### TEXTE CHOISI
◆ ◆ ◆ ◆ ◆ ◆ ◆
«Les données sont là. Utilisons-les!»

Que la Suisse ne soit pas pionnière en matière de numérisation n’a rien de nouveau. J’ai néanmoins constaté des progrès dans le système de santé au cours des dernières années en ce qui concerne notamment la saisie des données et la documentation, qui sont toutes deux presque entièrement numériques. La condition de base pour une numérisation intégrale du système de santé est ainsi remplie. La prochaine étape s’annonce toutefois beaucoup plus complexe. Il s’agira de faire en sorte que les données saisies soient disponibles partout où elles sont nécessaires et qu’elles soient réutilisées judicieusement. Pour cela, nous devons briser les silos de données existants. En effet, plus il y aura de données disponibles et plus le flux de données sera efficace, plus nous nous rapprocherons de l’objectif – ou plutôt de la vision – d’un système de santé délesté de ses inefficiences. Cela permettrait de mieux respecter le principe d’efficacité, d’adéquation et d’économicité (EAE) inscrit dans la loi.
Navigation à vue dans la collecte des données
Dans notre système de santé, les données ne sont pas gérées uniformément, ce qui entraîne des surcoûts, ainsi que des soins excédentaires et inappropriés.
◆ ◆ ◆ ◆ ◆ ◆ ◆
### DONNÉES FOURNIES
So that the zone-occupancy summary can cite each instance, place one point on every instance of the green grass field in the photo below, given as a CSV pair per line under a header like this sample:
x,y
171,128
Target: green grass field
◆ ◆ ◆ ◆ ◆ ◆ ◆
### ÉNONCÉ DU PROBLÈME
Répondez aux questions suivantes d'après le texte choisi.
(a) Quelles sont les deux choses qui, selon l'auteur, sont désormais presque entièrement numériques dans le système de santé ?
(b) Que faut-il briser pour que les données saisies soient disponibles partout où elles sont nécessaires ?
(c) Qu'entraîne le fait que les données ne sont pas gérées uniformément ?
Les lignes n'ont aucun rapport avec le texte choisi.

### CORRIGÉ
(a) La saisie des données et la documentation.
(b) Les silos de données existants.
(c) Des surcoûts, ainsi que des soins excédentaires et inappropriés.